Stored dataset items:
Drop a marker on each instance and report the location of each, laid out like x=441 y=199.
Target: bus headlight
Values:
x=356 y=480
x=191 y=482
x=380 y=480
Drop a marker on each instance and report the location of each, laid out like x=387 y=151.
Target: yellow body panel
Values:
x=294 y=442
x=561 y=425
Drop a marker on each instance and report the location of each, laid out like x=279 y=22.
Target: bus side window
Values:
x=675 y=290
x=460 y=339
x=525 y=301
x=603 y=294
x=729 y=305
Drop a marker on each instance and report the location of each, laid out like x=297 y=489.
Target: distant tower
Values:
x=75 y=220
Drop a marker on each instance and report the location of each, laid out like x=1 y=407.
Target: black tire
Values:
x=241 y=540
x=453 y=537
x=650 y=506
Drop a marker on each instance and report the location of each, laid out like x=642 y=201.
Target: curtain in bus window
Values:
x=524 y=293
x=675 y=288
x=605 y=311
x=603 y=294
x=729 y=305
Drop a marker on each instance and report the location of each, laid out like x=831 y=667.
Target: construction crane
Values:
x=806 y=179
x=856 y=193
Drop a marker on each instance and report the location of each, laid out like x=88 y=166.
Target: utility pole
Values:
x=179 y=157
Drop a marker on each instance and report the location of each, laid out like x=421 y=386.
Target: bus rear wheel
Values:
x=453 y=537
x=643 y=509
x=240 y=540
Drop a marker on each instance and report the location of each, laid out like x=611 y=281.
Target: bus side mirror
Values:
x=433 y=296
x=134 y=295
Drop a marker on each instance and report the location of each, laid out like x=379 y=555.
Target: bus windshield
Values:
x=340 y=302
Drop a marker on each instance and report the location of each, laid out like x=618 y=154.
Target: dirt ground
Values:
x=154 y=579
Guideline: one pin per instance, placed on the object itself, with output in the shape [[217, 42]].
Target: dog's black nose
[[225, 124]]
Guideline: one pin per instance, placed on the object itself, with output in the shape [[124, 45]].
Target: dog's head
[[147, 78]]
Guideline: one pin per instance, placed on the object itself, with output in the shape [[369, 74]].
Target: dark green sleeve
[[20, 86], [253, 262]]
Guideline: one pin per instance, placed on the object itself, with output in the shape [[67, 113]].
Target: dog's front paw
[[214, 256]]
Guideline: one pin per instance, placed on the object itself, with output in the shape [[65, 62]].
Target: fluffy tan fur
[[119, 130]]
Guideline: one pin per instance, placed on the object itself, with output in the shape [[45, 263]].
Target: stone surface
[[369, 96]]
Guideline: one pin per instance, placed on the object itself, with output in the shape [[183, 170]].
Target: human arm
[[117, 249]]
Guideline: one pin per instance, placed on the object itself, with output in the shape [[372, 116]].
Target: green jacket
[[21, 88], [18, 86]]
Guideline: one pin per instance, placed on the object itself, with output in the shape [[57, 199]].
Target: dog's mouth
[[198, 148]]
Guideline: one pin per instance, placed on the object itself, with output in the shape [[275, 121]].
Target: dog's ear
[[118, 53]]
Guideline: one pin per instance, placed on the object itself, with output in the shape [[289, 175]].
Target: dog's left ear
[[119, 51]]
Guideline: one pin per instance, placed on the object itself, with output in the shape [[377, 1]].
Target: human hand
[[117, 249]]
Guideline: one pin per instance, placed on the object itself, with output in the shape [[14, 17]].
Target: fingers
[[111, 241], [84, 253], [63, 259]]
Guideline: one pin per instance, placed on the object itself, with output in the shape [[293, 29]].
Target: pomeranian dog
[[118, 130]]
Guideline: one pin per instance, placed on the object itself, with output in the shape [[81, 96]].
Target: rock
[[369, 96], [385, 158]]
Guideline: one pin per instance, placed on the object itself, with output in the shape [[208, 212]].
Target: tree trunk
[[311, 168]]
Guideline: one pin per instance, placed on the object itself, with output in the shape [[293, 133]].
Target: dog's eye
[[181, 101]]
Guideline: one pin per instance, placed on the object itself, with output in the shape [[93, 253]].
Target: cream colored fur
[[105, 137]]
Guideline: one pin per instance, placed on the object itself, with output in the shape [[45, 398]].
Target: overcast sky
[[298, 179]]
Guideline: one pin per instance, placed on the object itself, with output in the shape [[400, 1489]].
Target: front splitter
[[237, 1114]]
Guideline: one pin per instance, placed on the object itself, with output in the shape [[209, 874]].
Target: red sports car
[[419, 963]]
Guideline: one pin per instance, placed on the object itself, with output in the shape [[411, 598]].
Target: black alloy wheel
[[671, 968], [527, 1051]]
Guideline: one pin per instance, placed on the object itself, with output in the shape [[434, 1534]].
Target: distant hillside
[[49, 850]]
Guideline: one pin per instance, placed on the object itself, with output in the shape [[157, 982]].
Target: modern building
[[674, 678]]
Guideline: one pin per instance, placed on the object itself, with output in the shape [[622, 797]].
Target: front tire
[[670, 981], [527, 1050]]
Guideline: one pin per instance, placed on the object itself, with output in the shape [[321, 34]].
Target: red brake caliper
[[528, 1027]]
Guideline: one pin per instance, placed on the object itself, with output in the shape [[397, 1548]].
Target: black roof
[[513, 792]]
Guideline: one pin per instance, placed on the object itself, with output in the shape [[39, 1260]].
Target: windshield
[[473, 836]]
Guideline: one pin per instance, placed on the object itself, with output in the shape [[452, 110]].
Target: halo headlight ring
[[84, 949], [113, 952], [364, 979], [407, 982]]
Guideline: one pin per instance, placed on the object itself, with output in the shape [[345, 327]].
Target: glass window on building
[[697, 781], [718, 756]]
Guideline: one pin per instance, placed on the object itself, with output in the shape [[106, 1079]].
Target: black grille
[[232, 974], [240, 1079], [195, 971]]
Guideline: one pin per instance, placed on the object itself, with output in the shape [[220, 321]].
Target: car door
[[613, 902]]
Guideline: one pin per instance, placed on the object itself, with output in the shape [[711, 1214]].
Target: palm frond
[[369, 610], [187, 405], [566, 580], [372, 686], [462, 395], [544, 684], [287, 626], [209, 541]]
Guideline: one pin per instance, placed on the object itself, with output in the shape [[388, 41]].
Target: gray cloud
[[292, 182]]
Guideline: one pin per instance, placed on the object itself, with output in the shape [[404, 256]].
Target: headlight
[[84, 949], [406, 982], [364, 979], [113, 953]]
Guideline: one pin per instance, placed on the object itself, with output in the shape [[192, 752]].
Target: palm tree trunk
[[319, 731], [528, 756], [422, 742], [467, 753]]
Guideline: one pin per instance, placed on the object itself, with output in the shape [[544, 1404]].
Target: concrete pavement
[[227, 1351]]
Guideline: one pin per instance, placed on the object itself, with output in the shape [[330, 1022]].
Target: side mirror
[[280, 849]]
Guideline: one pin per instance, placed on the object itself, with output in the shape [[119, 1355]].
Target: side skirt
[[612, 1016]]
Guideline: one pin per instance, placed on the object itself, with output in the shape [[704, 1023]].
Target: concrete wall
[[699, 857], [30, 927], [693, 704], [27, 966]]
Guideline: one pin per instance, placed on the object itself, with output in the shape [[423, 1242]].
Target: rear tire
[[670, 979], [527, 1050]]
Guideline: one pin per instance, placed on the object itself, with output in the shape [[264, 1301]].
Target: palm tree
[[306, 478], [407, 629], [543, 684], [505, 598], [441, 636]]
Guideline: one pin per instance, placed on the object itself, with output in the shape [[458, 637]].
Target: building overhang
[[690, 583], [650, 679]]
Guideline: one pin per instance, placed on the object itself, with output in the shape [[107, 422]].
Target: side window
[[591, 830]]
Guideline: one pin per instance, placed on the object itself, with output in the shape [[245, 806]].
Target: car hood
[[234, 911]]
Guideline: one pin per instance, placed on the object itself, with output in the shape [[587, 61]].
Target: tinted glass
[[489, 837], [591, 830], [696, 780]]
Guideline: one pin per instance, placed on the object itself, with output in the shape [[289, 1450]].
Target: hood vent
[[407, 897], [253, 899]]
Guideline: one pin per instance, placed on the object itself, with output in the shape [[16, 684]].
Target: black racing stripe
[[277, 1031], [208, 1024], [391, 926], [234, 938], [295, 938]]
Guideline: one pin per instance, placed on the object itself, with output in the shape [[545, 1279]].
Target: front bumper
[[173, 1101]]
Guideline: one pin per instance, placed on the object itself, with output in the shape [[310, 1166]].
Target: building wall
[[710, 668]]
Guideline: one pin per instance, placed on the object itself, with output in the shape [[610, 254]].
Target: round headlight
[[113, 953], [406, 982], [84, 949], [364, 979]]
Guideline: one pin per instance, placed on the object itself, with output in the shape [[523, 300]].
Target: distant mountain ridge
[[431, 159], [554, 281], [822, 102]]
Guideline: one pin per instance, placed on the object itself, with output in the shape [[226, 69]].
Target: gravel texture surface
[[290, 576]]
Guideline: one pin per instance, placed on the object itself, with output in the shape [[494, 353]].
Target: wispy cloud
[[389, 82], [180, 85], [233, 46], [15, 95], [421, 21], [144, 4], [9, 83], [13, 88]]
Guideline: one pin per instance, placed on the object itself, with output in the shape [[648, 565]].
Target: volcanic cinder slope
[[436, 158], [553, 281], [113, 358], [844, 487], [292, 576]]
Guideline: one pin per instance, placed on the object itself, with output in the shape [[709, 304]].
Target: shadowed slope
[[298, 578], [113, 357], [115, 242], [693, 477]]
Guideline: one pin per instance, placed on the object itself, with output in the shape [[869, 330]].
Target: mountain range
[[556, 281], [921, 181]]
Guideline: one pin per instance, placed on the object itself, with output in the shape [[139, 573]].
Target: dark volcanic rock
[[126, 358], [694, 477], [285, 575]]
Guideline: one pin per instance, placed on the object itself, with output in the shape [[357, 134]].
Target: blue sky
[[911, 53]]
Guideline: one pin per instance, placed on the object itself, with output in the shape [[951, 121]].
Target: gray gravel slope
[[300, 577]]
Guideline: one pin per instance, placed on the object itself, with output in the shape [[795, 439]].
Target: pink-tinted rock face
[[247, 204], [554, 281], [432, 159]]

**What the task requires**.
Retype the records above, but only those lines that fall between the line containing "Target: bus windshield" and the line containing "shape [[372, 116]].", with both of those lines included, exactly as written.

**Answer section**.
Target: bus windshield
Values:
x=340 y=302
Drop a marker on each instance and report the location of each, laid out like x=618 y=154.
Target: dirt ground
Values:
x=154 y=579
Guideline: one pin per instance, placed on the object itself, with output in the shape [[217, 42]].
Target: dog's black nose
[[225, 124]]
Guideline: one pin per instance, placed on the object itself, with output in the shape [[124, 45]].
Target: dog's head
[[147, 78]]
Guideline: one pin per instance, placed on the object itself, with output in the shape [[369, 74]].
Target: dark green sleeve
[[20, 86], [253, 262]]
Guideline: one pin per instance, placed on the object itself, with output in the shape [[67, 113]].
Target: dog's front paw
[[214, 256]]
Guideline: one pin per instance, placed on the object itself, with output in the shape [[65, 62]].
Target: fluffy tan fur
[[119, 130]]
Guideline: one pin per instance, placed on the object itself, with output in the shape [[45, 263]].
Target: stone surface
[[369, 96]]
Guideline: one pin per instance, placed on the object itself, with output in the shape [[183, 170]].
Target: human arm
[[117, 249]]
Guideline: one pin per instance, placed on the object itself, with output in the shape [[372, 116]].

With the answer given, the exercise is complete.